■ Instructions to follow:
Output the line that contains "[point] shaded rock" and every line after it to the end of the entries, with nothing added or left out.

————————

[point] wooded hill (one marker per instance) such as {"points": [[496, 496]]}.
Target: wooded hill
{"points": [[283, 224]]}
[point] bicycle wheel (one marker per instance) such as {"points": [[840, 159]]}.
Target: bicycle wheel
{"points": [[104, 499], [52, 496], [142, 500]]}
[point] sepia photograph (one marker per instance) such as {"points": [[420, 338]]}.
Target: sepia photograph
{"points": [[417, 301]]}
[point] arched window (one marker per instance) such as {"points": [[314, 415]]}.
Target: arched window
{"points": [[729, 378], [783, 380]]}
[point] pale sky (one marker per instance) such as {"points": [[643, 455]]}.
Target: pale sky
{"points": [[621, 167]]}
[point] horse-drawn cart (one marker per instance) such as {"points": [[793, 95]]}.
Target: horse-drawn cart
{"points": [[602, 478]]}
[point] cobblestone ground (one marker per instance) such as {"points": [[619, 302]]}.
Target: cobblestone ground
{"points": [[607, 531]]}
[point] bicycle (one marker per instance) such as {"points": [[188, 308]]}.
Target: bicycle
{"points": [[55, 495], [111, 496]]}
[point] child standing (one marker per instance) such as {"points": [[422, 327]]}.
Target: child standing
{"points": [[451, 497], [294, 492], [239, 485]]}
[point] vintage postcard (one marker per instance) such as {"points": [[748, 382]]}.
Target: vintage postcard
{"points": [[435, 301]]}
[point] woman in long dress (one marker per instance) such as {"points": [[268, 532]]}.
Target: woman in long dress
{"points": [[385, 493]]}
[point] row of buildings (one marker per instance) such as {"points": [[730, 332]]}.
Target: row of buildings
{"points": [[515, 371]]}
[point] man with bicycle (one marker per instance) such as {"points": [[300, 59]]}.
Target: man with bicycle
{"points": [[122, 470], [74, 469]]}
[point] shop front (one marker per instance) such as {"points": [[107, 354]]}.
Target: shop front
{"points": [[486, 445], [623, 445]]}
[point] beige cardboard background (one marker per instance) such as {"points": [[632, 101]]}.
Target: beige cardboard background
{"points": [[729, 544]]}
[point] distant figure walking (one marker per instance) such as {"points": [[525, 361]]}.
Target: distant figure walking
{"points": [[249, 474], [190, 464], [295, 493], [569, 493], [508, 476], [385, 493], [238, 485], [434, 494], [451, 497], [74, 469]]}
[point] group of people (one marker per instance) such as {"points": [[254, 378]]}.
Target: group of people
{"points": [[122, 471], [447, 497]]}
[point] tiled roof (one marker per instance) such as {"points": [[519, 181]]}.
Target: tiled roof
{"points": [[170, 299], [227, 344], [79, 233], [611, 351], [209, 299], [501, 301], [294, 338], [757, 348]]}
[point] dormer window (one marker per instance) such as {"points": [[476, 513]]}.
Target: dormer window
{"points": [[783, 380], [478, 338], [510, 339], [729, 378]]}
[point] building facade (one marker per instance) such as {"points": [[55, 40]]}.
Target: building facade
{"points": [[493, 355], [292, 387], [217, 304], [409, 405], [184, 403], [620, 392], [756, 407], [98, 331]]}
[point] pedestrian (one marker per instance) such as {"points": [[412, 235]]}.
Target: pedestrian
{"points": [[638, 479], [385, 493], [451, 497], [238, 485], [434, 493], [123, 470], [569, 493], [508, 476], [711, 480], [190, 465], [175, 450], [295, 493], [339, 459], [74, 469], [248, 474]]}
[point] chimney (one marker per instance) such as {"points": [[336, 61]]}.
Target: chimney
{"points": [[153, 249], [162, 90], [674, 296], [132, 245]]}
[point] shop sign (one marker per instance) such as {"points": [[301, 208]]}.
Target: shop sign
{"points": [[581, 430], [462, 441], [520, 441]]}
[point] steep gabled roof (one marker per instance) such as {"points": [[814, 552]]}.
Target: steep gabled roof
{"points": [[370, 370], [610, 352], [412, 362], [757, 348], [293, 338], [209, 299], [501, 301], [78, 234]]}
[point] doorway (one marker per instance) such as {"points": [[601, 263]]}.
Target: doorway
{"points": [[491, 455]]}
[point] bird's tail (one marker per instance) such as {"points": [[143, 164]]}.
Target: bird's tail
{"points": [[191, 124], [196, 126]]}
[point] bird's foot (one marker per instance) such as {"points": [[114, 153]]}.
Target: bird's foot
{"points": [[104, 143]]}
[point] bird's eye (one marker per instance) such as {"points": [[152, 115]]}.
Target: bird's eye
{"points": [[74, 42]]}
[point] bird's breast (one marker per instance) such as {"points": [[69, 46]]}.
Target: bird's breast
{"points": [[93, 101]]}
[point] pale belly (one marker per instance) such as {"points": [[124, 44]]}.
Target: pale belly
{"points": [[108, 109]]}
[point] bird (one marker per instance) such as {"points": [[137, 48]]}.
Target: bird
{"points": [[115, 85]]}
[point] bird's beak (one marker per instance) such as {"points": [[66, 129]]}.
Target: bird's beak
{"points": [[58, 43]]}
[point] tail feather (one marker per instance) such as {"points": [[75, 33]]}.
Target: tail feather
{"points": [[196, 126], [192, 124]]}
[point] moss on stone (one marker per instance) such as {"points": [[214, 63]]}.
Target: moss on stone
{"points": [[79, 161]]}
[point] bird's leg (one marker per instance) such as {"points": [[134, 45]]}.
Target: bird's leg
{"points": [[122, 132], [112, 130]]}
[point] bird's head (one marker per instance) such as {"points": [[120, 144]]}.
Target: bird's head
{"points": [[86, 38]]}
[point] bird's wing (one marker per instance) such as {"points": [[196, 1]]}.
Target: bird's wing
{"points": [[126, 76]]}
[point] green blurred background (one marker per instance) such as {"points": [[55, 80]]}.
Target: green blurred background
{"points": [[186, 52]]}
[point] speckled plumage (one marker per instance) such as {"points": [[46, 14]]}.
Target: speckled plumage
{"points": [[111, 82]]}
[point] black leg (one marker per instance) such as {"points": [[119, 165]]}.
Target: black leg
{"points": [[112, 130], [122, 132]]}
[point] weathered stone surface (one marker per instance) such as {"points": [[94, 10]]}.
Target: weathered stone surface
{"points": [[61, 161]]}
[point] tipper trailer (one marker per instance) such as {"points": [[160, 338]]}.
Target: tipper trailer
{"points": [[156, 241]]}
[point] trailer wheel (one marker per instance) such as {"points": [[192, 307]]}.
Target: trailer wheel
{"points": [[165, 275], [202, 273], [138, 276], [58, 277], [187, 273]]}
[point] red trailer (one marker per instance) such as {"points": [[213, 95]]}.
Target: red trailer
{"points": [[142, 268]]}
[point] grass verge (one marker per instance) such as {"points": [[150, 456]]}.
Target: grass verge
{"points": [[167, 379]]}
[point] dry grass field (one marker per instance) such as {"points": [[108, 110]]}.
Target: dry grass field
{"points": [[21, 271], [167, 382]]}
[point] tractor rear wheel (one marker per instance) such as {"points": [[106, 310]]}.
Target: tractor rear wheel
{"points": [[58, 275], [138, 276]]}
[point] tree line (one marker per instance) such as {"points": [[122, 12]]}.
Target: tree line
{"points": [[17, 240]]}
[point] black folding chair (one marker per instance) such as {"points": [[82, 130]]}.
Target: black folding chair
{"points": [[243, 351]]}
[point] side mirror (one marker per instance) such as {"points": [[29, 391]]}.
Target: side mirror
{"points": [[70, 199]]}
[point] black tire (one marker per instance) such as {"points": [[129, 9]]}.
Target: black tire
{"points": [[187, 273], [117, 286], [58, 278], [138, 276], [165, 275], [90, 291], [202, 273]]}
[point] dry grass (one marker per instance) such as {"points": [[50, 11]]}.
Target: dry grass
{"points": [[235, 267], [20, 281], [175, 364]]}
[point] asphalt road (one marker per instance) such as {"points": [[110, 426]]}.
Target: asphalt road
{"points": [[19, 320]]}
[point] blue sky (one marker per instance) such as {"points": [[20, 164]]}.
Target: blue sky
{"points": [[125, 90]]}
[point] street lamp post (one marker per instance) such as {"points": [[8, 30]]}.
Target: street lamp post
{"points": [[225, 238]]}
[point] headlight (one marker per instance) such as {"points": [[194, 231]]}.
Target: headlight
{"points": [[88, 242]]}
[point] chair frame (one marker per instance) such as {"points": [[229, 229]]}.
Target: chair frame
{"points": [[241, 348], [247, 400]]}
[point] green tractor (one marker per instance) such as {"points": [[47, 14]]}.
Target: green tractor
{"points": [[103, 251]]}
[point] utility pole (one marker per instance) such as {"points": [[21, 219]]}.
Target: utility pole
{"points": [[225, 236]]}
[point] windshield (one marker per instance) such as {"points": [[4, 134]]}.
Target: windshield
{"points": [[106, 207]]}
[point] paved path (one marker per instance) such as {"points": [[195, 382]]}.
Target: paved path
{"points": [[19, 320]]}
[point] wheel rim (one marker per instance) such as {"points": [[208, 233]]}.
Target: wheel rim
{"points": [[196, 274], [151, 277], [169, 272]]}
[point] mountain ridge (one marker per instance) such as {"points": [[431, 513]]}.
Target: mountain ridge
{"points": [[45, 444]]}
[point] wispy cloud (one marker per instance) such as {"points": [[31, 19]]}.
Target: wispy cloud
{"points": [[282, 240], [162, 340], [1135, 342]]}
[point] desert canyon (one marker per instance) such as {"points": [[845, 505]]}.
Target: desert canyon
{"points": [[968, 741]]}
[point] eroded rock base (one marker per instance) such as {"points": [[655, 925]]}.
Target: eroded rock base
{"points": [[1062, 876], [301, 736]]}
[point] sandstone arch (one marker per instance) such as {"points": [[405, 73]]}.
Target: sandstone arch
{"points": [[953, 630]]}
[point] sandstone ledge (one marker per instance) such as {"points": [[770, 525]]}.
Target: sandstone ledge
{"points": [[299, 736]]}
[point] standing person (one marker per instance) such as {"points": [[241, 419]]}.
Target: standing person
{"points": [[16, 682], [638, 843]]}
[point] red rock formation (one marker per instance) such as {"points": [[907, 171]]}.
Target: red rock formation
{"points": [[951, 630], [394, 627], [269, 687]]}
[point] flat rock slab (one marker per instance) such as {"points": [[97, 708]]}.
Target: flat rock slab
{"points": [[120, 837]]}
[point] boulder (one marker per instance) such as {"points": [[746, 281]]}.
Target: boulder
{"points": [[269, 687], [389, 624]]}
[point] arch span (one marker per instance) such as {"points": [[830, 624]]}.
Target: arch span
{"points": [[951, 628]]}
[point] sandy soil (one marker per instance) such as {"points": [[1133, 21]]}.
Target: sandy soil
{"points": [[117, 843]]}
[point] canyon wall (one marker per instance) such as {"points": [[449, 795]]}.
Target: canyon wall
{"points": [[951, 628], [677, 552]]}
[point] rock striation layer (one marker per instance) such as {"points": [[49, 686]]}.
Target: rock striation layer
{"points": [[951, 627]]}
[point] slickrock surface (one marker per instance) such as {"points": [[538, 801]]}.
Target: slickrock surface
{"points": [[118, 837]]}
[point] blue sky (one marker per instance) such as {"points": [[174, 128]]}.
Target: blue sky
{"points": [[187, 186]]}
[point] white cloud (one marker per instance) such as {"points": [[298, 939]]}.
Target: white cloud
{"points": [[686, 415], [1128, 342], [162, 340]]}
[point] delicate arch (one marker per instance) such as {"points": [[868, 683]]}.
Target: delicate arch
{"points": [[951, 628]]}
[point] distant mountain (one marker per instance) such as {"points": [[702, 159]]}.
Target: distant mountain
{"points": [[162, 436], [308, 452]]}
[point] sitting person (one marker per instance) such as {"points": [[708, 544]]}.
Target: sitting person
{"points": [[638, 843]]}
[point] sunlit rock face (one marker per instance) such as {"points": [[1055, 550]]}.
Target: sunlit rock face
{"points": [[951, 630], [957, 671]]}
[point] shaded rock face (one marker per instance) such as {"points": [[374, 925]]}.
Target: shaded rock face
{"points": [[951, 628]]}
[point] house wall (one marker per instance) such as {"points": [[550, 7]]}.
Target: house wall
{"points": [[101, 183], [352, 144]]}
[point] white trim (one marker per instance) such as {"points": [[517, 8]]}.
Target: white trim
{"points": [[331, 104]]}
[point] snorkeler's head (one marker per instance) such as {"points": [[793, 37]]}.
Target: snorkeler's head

————————

■ Full answer:
[point] shaded rock face (one marker per instance) such as {"points": [[374, 925]]}.
Target: shaded rock face
{"points": [[951, 628]]}
[point] house wall (one marker per instance) such as {"points": [[550, 7]]}.
Target: house wall
{"points": [[101, 183], [352, 144]]}
[point] white trim (one marker per instance) such as {"points": [[517, 8]]}.
Target: white trim
{"points": [[331, 104]]}
[point] snorkeler's head (one marker per instance) such as {"points": [[793, 37]]}.
Target: snorkeler's head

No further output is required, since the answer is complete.